_ABOUT THIS EXERCISE_: State only how many lines of the records contain the string "girl".

[Spatial localization data]
╔══
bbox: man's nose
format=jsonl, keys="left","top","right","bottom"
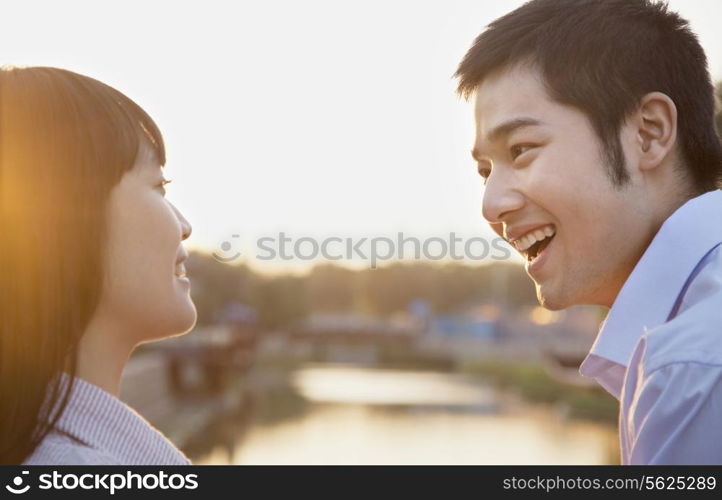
{"left": 481, "top": 170, "right": 525, "bottom": 236}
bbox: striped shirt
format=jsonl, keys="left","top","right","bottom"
{"left": 23, "top": 372, "right": 191, "bottom": 465}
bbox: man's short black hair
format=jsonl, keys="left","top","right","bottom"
{"left": 456, "top": 0, "right": 722, "bottom": 193}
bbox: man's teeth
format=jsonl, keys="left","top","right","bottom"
{"left": 514, "top": 225, "right": 556, "bottom": 252}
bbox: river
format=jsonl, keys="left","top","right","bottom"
{"left": 190, "top": 363, "right": 619, "bottom": 465}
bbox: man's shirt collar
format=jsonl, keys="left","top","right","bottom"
{"left": 579, "top": 189, "right": 722, "bottom": 398}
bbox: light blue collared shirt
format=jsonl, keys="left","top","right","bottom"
{"left": 579, "top": 189, "right": 722, "bottom": 465}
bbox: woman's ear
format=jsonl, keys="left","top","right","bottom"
{"left": 635, "top": 91, "right": 678, "bottom": 172}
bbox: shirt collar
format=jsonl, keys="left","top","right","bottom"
{"left": 46, "top": 372, "right": 191, "bottom": 465}
{"left": 579, "top": 189, "right": 722, "bottom": 391}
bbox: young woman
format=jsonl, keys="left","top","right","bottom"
{"left": 0, "top": 66, "right": 197, "bottom": 465}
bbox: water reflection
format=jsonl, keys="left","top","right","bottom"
{"left": 191, "top": 364, "right": 618, "bottom": 465}
{"left": 293, "top": 365, "right": 498, "bottom": 409}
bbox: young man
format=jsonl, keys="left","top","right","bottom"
{"left": 456, "top": 0, "right": 722, "bottom": 464}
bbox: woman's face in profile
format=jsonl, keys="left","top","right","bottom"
{"left": 99, "top": 137, "right": 196, "bottom": 342}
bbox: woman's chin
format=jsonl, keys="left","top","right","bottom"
{"left": 174, "top": 300, "right": 198, "bottom": 334}
{"left": 149, "top": 299, "right": 198, "bottom": 341}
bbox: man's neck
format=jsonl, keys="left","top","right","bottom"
{"left": 602, "top": 188, "right": 701, "bottom": 309}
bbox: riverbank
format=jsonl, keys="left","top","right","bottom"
{"left": 121, "top": 347, "right": 620, "bottom": 463}
{"left": 189, "top": 362, "right": 618, "bottom": 464}
{"left": 459, "top": 358, "right": 618, "bottom": 424}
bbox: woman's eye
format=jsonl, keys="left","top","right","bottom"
{"left": 510, "top": 144, "right": 534, "bottom": 160}
{"left": 157, "top": 178, "right": 173, "bottom": 195}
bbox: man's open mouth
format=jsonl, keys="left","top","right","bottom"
{"left": 525, "top": 235, "right": 554, "bottom": 262}
{"left": 513, "top": 224, "right": 556, "bottom": 262}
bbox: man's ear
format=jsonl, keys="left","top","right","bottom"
{"left": 635, "top": 91, "right": 678, "bottom": 172}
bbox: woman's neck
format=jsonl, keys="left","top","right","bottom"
{"left": 71, "top": 317, "right": 136, "bottom": 397}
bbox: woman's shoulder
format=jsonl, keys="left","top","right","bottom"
{"left": 22, "top": 430, "right": 120, "bottom": 465}
{"left": 26, "top": 373, "right": 191, "bottom": 465}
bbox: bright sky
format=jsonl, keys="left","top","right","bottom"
{"left": 3, "top": 0, "right": 721, "bottom": 273}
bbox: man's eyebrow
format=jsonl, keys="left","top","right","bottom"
{"left": 471, "top": 117, "right": 546, "bottom": 161}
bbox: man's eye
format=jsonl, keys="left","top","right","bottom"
{"left": 510, "top": 144, "right": 534, "bottom": 160}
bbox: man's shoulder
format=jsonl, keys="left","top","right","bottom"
{"left": 23, "top": 430, "right": 119, "bottom": 465}
{"left": 643, "top": 289, "right": 722, "bottom": 373}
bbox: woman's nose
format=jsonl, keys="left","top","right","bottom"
{"left": 181, "top": 215, "right": 192, "bottom": 241}
{"left": 170, "top": 203, "right": 192, "bottom": 240}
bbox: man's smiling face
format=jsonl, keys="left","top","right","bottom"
{"left": 473, "top": 63, "right": 653, "bottom": 310}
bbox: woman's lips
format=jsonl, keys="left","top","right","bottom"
{"left": 175, "top": 263, "right": 186, "bottom": 278}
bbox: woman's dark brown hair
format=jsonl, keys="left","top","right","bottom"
{"left": 0, "top": 66, "right": 166, "bottom": 464}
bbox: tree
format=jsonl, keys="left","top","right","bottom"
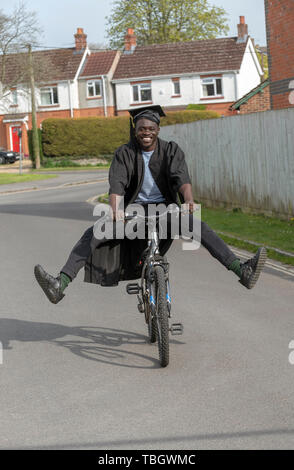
{"left": 88, "top": 42, "right": 110, "bottom": 51}
{"left": 0, "top": 1, "right": 42, "bottom": 99}
{"left": 0, "top": 2, "right": 44, "bottom": 168}
{"left": 106, "top": 0, "right": 229, "bottom": 49}
{"left": 255, "top": 46, "right": 269, "bottom": 80}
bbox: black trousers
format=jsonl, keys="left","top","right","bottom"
{"left": 61, "top": 215, "right": 237, "bottom": 280}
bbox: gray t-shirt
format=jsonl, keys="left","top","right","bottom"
{"left": 135, "top": 150, "right": 165, "bottom": 203}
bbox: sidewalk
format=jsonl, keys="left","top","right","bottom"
{"left": 0, "top": 170, "right": 109, "bottom": 195}
{"left": 0, "top": 159, "right": 33, "bottom": 173}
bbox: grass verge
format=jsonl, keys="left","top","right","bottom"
{"left": 0, "top": 173, "right": 57, "bottom": 185}
{"left": 201, "top": 207, "right": 294, "bottom": 262}
{"left": 96, "top": 193, "right": 294, "bottom": 267}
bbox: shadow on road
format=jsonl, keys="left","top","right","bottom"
{"left": 10, "top": 426, "right": 294, "bottom": 450}
{"left": 0, "top": 202, "right": 94, "bottom": 221}
{"left": 0, "top": 318, "right": 184, "bottom": 369}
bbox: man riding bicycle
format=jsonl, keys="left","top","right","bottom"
{"left": 34, "top": 105, "right": 266, "bottom": 304}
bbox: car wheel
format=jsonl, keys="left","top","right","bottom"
{"left": 0, "top": 156, "right": 5, "bottom": 164}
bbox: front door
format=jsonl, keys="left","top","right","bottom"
{"left": 11, "top": 126, "right": 20, "bottom": 152}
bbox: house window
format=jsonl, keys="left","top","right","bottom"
{"left": 172, "top": 80, "right": 181, "bottom": 96}
{"left": 132, "top": 83, "right": 152, "bottom": 103}
{"left": 201, "top": 77, "right": 223, "bottom": 97}
{"left": 40, "top": 86, "right": 59, "bottom": 105}
{"left": 10, "top": 89, "right": 18, "bottom": 106}
{"left": 87, "top": 80, "right": 102, "bottom": 98}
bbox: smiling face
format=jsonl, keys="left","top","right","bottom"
{"left": 135, "top": 118, "right": 160, "bottom": 151}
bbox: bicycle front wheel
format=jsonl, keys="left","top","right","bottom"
{"left": 154, "top": 265, "right": 169, "bottom": 367}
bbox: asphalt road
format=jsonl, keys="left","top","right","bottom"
{"left": 0, "top": 175, "right": 293, "bottom": 450}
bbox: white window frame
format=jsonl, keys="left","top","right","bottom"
{"left": 11, "top": 89, "right": 18, "bottom": 105}
{"left": 87, "top": 80, "right": 102, "bottom": 98}
{"left": 201, "top": 77, "right": 223, "bottom": 98}
{"left": 172, "top": 80, "right": 181, "bottom": 96}
{"left": 131, "top": 83, "right": 152, "bottom": 103}
{"left": 40, "top": 86, "right": 59, "bottom": 106}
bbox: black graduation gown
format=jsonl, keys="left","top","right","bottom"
{"left": 84, "top": 138, "right": 191, "bottom": 286}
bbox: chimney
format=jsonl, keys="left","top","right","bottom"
{"left": 75, "top": 28, "right": 87, "bottom": 51}
{"left": 237, "top": 16, "right": 248, "bottom": 43}
{"left": 124, "top": 28, "right": 136, "bottom": 54}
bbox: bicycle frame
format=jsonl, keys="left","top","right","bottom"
{"left": 138, "top": 217, "right": 171, "bottom": 323}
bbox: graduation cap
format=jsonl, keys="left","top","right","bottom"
{"left": 129, "top": 105, "right": 166, "bottom": 143}
{"left": 129, "top": 105, "right": 166, "bottom": 126}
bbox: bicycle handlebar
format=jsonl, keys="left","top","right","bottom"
{"left": 124, "top": 206, "right": 181, "bottom": 221}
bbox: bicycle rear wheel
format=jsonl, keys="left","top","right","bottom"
{"left": 154, "top": 265, "right": 169, "bottom": 367}
{"left": 146, "top": 300, "right": 157, "bottom": 343}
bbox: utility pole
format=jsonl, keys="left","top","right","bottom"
{"left": 28, "top": 44, "right": 40, "bottom": 169}
{"left": 18, "top": 128, "right": 23, "bottom": 175}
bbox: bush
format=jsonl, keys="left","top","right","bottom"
{"left": 161, "top": 109, "right": 219, "bottom": 126}
{"left": 41, "top": 110, "right": 220, "bottom": 158}
{"left": 42, "top": 116, "right": 129, "bottom": 158}
{"left": 186, "top": 104, "right": 207, "bottom": 111}
{"left": 42, "top": 158, "right": 81, "bottom": 168}
{"left": 41, "top": 158, "right": 110, "bottom": 168}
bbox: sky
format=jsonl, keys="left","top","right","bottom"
{"left": 0, "top": 0, "right": 267, "bottom": 49}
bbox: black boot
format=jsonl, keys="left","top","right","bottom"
{"left": 239, "top": 247, "right": 267, "bottom": 289}
{"left": 34, "top": 265, "right": 65, "bottom": 304}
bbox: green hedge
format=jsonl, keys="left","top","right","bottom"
{"left": 161, "top": 109, "right": 218, "bottom": 125}
{"left": 41, "top": 110, "right": 220, "bottom": 158}
{"left": 186, "top": 104, "right": 207, "bottom": 111}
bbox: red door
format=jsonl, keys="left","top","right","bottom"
{"left": 11, "top": 127, "right": 20, "bottom": 152}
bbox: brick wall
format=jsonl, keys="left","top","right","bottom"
{"left": 265, "top": 0, "right": 294, "bottom": 109}
{"left": 205, "top": 102, "right": 235, "bottom": 116}
{"left": 74, "top": 106, "right": 115, "bottom": 118}
{"left": 238, "top": 85, "right": 270, "bottom": 114}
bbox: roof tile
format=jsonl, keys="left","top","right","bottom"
{"left": 113, "top": 37, "right": 247, "bottom": 80}
{"left": 80, "top": 51, "right": 118, "bottom": 77}
{"left": 0, "top": 48, "right": 84, "bottom": 84}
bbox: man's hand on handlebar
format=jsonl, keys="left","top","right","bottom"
{"left": 182, "top": 200, "right": 197, "bottom": 214}
{"left": 110, "top": 208, "right": 125, "bottom": 221}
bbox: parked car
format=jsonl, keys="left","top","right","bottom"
{"left": 0, "top": 149, "right": 20, "bottom": 164}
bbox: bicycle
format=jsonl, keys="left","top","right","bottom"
{"left": 125, "top": 207, "right": 184, "bottom": 367}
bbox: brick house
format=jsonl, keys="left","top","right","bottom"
{"left": 113, "top": 17, "right": 263, "bottom": 117}
{"left": 0, "top": 28, "right": 120, "bottom": 155}
{"left": 264, "top": 0, "right": 294, "bottom": 109}
{"left": 230, "top": 79, "right": 270, "bottom": 114}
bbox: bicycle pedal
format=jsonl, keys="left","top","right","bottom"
{"left": 137, "top": 303, "right": 145, "bottom": 313}
{"left": 170, "top": 323, "right": 184, "bottom": 336}
{"left": 126, "top": 283, "right": 141, "bottom": 295}
{"left": 137, "top": 295, "right": 145, "bottom": 313}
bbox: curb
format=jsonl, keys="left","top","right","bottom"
{"left": 86, "top": 194, "right": 104, "bottom": 205}
{"left": 0, "top": 178, "right": 108, "bottom": 196}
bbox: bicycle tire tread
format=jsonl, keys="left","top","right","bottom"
{"left": 154, "top": 265, "right": 169, "bottom": 367}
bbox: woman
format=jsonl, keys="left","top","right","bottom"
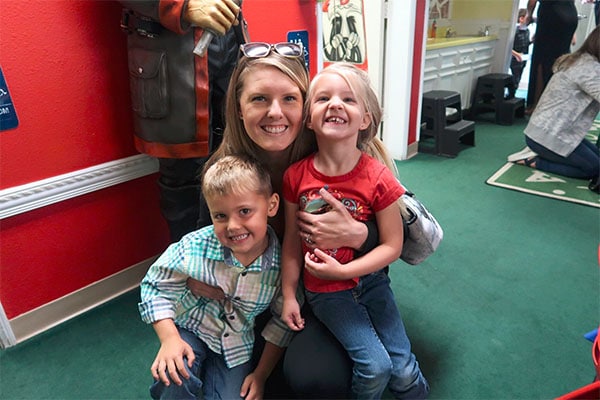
{"left": 189, "top": 42, "right": 381, "bottom": 398}
{"left": 508, "top": 26, "right": 600, "bottom": 193}
{"left": 526, "top": 0, "right": 578, "bottom": 112}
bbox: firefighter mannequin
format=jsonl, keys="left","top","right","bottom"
{"left": 120, "top": 0, "right": 247, "bottom": 241}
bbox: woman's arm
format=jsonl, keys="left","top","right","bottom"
{"left": 526, "top": 0, "right": 537, "bottom": 25}
{"left": 304, "top": 204, "right": 403, "bottom": 280}
{"left": 577, "top": 61, "right": 600, "bottom": 103}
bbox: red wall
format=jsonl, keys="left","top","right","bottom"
{"left": 0, "top": 1, "right": 137, "bottom": 187}
{"left": 244, "top": 0, "right": 319, "bottom": 76}
{"left": 0, "top": 1, "right": 317, "bottom": 321}
{"left": 409, "top": 1, "right": 427, "bottom": 145}
{"left": 0, "top": 1, "right": 170, "bottom": 319}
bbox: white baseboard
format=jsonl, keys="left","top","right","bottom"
{"left": 3, "top": 257, "right": 156, "bottom": 348}
{"left": 0, "top": 303, "right": 17, "bottom": 347}
{"left": 406, "top": 141, "right": 420, "bottom": 159}
{"left": 0, "top": 154, "right": 160, "bottom": 348}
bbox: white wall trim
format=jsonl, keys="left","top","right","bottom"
{"left": 382, "top": 0, "right": 417, "bottom": 160}
{"left": 0, "top": 154, "right": 159, "bottom": 219}
{"left": 0, "top": 303, "right": 17, "bottom": 348}
{"left": 2, "top": 257, "right": 156, "bottom": 348}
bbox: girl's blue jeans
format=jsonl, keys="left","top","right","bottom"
{"left": 306, "top": 270, "right": 429, "bottom": 399}
{"left": 149, "top": 326, "right": 252, "bottom": 400}
{"left": 526, "top": 136, "right": 600, "bottom": 179}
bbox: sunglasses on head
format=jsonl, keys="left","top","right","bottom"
{"left": 240, "top": 42, "right": 303, "bottom": 59}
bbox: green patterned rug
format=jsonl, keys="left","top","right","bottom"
{"left": 486, "top": 120, "right": 600, "bottom": 208}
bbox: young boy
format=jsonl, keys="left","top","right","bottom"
{"left": 511, "top": 8, "right": 532, "bottom": 94}
{"left": 139, "top": 155, "right": 292, "bottom": 400}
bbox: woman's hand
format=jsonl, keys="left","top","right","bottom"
{"left": 296, "top": 188, "right": 368, "bottom": 251}
{"left": 186, "top": 278, "right": 225, "bottom": 300}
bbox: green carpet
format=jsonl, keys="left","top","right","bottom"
{"left": 391, "top": 117, "right": 599, "bottom": 399}
{"left": 1, "top": 118, "right": 598, "bottom": 400}
{"left": 486, "top": 119, "right": 599, "bottom": 208}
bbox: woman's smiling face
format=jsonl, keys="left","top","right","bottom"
{"left": 238, "top": 66, "right": 304, "bottom": 153}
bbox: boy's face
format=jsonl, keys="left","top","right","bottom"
{"left": 206, "top": 190, "right": 279, "bottom": 266}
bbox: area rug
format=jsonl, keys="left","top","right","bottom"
{"left": 486, "top": 120, "right": 600, "bottom": 208}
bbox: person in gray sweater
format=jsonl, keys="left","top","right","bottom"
{"left": 508, "top": 25, "right": 600, "bottom": 193}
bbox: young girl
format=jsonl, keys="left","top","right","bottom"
{"left": 281, "top": 63, "right": 429, "bottom": 399}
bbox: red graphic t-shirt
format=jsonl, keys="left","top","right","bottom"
{"left": 283, "top": 152, "right": 404, "bottom": 293}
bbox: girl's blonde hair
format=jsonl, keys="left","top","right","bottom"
{"left": 554, "top": 25, "right": 600, "bottom": 72}
{"left": 208, "top": 51, "right": 315, "bottom": 169}
{"left": 305, "top": 63, "right": 407, "bottom": 214}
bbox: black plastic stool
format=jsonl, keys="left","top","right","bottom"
{"left": 471, "top": 73, "right": 524, "bottom": 125}
{"left": 419, "top": 90, "right": 475, "bottom": 157}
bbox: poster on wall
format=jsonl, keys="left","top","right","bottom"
{"left": 0, "top": 67, "right": 19, "bottom": 131}
{"left": 321, "top": 0, "right": 368, "bottom": 71}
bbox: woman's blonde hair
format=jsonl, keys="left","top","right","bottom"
{"left": 209, "top": 51, "right": 315, "bottom": 169}
{"left": 554, "top": 25, "right": 600, "bottom": 72}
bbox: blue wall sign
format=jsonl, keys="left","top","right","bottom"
{"left": 287, "top": 30, "right": 310, "bottom": 72}
{"left": 0, "top": 67, "right": 19, "bottom": 131}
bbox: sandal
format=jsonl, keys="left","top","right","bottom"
{"left": 507, "top": 146, "right": 536, "bottom": 162}
{"left": 514, "top": 156, "right": 538, "bottom": 168}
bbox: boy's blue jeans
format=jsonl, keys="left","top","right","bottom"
{"left": 306, "top": 270, "right": 429, "bottom": 399}
{"left": 149, "top": 327, "right": 252, "bottom": 400}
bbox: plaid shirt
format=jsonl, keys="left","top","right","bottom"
{"left": 139, "top": 225, "right": 293, "bottom": 368}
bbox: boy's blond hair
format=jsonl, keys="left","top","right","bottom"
{"left": 202, "top": 155, "right": 273, "bottom": 202}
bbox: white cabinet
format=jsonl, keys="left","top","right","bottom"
{"left": 423, "top": 39, "right": 497, "bottom": 110}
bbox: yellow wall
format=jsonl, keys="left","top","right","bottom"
{"left": 428, "top": 0, "right": 517, "bottom": 37}
{"left": 451, "top": 0, "right": 514, "bottom": 22}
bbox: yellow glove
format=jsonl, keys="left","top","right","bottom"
{"left": 184, "top": 0, "right": 240, "bottom": 35}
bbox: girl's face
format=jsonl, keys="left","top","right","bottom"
{"left": 306, "top": 73, "right": 371, "bottom": 143}
{"left": 238, "top": 66, "right": 304, "bottom": 153}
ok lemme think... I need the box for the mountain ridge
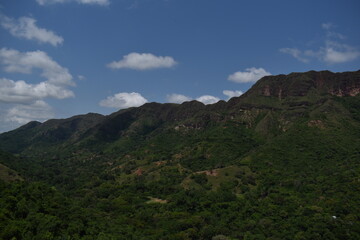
[0,70,359,239]
[0,70,359,155]
[2,70,359,135]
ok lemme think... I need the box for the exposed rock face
[329,87,360,97]
[263,85,271,96]
[349,88,360,96]
[243,70,360,98]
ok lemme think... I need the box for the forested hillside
[0,70,359,239]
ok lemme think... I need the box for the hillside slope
[0,70,359,239]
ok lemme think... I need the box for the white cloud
[107,52,177,70]
[0,48,74,131]
[0,49,74,104]
[0,15,63,46]
[166,93,220,105]
[196,95,220,105]
[228,67,271,83]
[280,24,360,64]
[0,48,74,86]
[99,92,148,109]
[166,93,192,104]
[36,0,110,6]
[322,41,360,64]
[223,90,243,100]
[5,100,54,125]
[0,78,74,104]
[279,48,309,63]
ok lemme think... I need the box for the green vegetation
[0,70,359,239]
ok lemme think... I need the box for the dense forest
[0,70,359,239]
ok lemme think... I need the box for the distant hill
[0,70,359,239]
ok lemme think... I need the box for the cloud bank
[0,48,74,128]
[107,52,177,70]
[0,15,63,46]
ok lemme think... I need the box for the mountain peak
[239,70,360,100]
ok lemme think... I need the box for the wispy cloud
[0,15,63,46]
[280,23,360,64]
[107,52,177,70]
[321,22,334,30]
[99,92,148,109]
[228,67,271,83]
[279,48,309,63]
[78,75,86,80]
[36,0,110,6]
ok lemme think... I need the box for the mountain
[0,70,359,239]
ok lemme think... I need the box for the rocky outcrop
[242,70,360,99]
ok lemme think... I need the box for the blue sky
[0,0,359,132]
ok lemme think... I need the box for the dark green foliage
[335,96,360,121]
[191,173,208,185]
[0,70,359,239]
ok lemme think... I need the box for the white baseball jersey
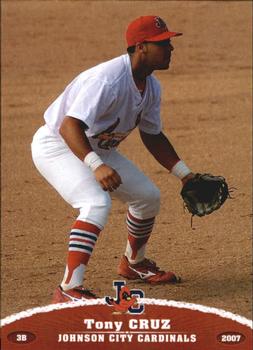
[44,54,162,150]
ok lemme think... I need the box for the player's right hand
[94,164,122,192]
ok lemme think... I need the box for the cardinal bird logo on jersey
[92,112,142,150]
[105,281,144,314]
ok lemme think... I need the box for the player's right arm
[59,116,122,191]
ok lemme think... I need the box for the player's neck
[130,55,152,90]
[133,76,146,92]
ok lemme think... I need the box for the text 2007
[221,334,241,342]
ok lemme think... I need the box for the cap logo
[154,16,167,29]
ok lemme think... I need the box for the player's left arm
[139,130,194,184]
[140,131,230,218]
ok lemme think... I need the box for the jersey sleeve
[65,78,116,129]
[138,78,162,135]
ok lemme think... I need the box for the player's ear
[136,42,148,53]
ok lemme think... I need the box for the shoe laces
[137,258,164,273]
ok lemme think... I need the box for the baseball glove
[181,173,230,218]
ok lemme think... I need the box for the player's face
[143,39,174,70]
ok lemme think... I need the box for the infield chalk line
[1,298,252,329]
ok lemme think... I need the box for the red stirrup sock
[125,211,155,264]
[61,220,101,290]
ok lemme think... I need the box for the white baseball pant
[31,125,160,229]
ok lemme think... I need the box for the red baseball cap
[126,16,182,48]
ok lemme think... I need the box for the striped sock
[61,220,101,291]
[125,211,155,264]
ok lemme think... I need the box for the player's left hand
[181,172,195,185]
[180,173,230,217]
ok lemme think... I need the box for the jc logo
[105,280,145,314]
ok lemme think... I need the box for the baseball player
[31,16,194,302]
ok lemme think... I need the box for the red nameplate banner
[1,297,252,350]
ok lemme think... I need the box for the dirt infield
[2,1,252,320]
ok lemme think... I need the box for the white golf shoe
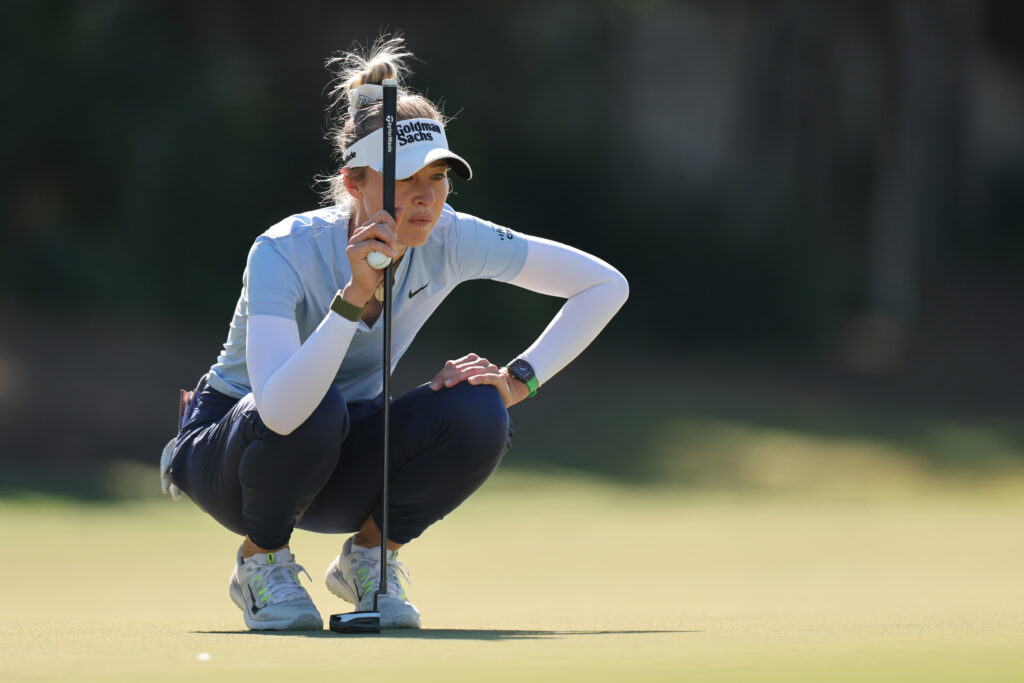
╚══
_TASK RESPONSE_: 4